GOAL OF THE EXERCISE: Count every line below that holds the word "green", and give the number with no other words.

Segment Start: INFORMATION GIVEN

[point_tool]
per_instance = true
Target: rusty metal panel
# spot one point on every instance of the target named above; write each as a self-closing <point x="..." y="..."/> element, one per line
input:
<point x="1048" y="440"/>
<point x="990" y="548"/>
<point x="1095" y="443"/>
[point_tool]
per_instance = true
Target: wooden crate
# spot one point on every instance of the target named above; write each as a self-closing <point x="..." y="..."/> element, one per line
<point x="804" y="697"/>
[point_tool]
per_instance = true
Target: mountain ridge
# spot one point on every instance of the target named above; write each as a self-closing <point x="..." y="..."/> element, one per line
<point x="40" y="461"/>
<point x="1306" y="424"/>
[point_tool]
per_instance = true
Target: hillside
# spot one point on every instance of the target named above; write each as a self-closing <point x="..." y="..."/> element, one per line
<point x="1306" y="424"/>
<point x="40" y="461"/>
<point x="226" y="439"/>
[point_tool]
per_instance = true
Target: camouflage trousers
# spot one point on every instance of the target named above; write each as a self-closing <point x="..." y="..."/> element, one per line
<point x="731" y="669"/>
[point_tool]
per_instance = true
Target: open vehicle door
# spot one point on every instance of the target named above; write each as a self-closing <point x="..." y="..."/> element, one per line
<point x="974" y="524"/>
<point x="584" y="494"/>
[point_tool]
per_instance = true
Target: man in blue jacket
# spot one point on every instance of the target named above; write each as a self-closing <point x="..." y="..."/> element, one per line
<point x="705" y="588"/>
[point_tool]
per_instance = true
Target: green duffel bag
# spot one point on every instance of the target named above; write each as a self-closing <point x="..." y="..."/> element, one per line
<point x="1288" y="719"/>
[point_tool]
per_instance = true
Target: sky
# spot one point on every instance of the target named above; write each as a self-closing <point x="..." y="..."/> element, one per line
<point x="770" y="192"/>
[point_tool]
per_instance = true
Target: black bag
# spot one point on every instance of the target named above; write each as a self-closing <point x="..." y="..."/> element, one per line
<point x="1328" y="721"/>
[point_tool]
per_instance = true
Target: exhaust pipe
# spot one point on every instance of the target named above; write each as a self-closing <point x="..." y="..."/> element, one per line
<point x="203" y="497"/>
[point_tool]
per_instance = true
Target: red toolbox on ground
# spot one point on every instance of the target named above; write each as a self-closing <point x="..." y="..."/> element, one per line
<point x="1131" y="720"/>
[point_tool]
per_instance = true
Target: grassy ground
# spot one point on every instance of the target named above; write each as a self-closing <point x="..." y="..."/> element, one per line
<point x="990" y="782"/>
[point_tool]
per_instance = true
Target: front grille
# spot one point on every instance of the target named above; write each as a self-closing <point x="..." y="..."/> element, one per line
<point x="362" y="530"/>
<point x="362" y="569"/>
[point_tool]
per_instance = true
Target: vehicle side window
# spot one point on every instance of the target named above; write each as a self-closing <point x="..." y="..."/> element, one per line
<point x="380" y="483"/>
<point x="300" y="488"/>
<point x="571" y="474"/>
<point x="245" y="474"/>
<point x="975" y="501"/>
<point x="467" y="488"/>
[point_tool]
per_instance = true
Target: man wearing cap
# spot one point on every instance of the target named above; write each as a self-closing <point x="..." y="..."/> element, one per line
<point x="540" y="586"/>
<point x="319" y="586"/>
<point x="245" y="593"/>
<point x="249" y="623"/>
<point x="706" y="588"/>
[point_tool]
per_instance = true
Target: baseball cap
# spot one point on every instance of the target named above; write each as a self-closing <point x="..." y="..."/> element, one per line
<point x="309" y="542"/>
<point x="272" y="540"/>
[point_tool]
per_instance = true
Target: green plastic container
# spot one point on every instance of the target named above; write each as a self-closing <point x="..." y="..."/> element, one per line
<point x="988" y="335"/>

Segment End: INFORMATION GIVEN

OUTPUT OF THE EXERCISE: 2